TO DO
Carry on the text below about a rental apartment's failing appliances and its landlord, starting right after its final sentence.

I don’t think they’ve done any maintenance or replaced any appliances in this complex since it was built some 25 years ago. In only two months since I moved in, I’ve had to have replaced the clothes dryer, dishwasher, and stove.
Now the electrical system in the hot water heater has caught fire. Fortunately, two minutes before I left for work instead of two minutes after. It’s finished burning, so there’s no danger of a fire spreading, but I’m going nowhere until it’s out of here.
I don’t know why landlords don’t realize that stuff wears out, and needs to be replaced once in a while. This is not a cheap apartment, and I would have expected it to be better maintained. I can’t believe the last tenant didn’t complain about all the appliances not working properly. They looked OK, if old, but didn’t work for shit.
And oh yeah: label the fucking circuit breakers!!!
Landlords creed…spend as little as possible. It increases profits. Perhaps it has long term consequences ,but landlords are capitalists. Short term profits are easy to see. Future problems, ignore them ,they may not happen.

LISTED ENTRIES

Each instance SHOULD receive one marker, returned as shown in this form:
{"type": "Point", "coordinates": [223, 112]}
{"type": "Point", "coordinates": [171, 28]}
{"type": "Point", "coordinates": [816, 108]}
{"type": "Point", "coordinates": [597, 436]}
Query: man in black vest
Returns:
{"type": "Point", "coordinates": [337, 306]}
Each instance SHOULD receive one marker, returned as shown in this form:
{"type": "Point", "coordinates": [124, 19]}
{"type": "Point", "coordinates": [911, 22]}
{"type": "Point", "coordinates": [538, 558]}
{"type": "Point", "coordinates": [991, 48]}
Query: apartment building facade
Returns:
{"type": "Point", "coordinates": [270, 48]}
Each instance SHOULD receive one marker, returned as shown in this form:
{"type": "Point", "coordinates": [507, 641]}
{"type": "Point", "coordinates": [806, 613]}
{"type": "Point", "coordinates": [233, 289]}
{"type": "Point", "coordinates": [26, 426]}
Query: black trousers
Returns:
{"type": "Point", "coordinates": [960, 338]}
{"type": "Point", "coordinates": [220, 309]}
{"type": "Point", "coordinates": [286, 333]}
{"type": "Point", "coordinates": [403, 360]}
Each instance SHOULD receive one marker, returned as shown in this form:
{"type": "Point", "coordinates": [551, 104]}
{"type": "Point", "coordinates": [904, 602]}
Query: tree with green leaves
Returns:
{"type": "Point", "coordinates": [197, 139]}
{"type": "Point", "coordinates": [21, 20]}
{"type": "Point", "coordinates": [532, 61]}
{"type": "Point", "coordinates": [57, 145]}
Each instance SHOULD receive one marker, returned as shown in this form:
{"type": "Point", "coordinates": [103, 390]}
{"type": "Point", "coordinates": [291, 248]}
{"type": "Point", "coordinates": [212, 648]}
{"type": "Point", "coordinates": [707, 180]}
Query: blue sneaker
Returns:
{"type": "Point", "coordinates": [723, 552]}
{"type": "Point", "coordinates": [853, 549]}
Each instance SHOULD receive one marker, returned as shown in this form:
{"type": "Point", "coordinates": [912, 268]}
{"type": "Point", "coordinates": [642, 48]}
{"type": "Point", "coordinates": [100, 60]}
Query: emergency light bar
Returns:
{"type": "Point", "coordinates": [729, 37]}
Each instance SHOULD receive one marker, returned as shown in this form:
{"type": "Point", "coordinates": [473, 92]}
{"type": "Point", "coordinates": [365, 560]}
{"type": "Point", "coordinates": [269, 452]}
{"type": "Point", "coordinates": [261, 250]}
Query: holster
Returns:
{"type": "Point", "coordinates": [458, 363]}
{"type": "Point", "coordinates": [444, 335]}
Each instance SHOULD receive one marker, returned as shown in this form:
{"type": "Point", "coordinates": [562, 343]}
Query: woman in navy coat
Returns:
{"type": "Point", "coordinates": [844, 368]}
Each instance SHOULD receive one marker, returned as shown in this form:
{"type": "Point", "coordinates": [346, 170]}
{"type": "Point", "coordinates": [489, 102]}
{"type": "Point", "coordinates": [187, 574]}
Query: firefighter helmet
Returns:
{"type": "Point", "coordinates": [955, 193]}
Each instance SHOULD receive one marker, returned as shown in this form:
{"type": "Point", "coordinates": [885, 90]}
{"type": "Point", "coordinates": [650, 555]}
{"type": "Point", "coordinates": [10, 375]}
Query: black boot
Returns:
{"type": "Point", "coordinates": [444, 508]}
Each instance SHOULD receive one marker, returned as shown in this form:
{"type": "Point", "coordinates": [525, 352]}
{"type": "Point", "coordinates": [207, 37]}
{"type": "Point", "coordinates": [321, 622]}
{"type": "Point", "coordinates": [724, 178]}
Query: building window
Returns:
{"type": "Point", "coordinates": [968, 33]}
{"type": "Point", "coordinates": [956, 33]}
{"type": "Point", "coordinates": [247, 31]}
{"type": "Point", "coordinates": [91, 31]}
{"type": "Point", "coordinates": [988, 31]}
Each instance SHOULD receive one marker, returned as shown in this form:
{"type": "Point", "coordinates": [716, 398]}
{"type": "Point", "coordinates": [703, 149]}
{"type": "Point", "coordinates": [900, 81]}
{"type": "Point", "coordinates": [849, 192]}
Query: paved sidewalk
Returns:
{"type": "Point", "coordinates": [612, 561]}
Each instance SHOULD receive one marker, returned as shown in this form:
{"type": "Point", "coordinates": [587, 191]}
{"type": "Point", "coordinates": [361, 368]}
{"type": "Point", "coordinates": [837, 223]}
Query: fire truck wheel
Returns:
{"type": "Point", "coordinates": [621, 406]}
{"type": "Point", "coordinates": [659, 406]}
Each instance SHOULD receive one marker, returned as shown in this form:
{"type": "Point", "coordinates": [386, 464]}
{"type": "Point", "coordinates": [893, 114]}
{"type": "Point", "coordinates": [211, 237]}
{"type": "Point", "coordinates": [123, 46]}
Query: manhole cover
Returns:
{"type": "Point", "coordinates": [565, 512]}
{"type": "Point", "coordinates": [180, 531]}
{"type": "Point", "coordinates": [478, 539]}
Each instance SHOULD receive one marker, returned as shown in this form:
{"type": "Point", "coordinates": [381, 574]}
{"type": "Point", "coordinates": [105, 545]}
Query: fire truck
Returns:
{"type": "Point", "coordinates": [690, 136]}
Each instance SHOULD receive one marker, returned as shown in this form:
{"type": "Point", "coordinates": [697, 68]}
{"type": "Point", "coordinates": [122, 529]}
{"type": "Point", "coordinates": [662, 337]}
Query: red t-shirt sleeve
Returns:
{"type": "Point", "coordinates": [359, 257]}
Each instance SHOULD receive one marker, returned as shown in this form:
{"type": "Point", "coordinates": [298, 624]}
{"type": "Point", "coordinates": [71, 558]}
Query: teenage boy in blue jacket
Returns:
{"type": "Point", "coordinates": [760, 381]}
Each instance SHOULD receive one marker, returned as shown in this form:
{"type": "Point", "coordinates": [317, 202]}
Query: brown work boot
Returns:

ANSWER SECTION
In defense of your landlord, I’ve never replaced a water heater that wasn’t broke first. If your heater worked up to the moment it malfunctioned, I can’t see why the landlord would even consider replacing it.
I don’t think of “catching fire” as being symptomatic of ordinary wear and tear on a water heater, though. Something had to have been wrong, as in stupid-wrong, as in wired incorrectly or allowed to leak, or something. At the very least the landlord should be getting things like this inspected more often. It’s not exactly cost-effective to allow conditions resulting in the cremation of your rental property.
Electrical faults like that can, and often do, occur suddenly and with no warning. Oftentimes the potential for such a fault is evident upon inspection, sometimes it is not.
My hot water heater broke about 2 months ago. I believe the replacement came to about 1200$. Since purchasing our house we have replaced the dishwasher, the kitchen sink, a toilet, repaired a gas leak, and the garage door. At least the place was cheap.
My grandmother owned numerous rental properties, all of which she got rid of after Hurricane Hugo. She bitched and moaned about any kind of repairs. I think being cheap about maintaining your property is universal among landlords. I have only had one which I liked and even she was cheap with stuff.
Looks like Q.E.D. nailed it. It was a failure of a relay, and that’s all they replaced. 'Course, when I got home, a drainpipe is leaking and the heater is sitting in a pool of water, but that’s a different story.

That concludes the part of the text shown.